Provided records ▸
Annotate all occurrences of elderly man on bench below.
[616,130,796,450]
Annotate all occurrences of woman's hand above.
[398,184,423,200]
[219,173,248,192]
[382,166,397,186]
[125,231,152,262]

The task ▸ Reproduce the data above, replacing "Annotate all occurrences of" with "Mark every instance of" and keeping everything else the same.

Task response ▸
Mark every instance of elderly man on bench below.
[616,130,796,450]
Mark every instance of woman's hand above.
[398,184,423,200]
[219,173,248,192]
[382,166,397,186]
[125,231,152,262]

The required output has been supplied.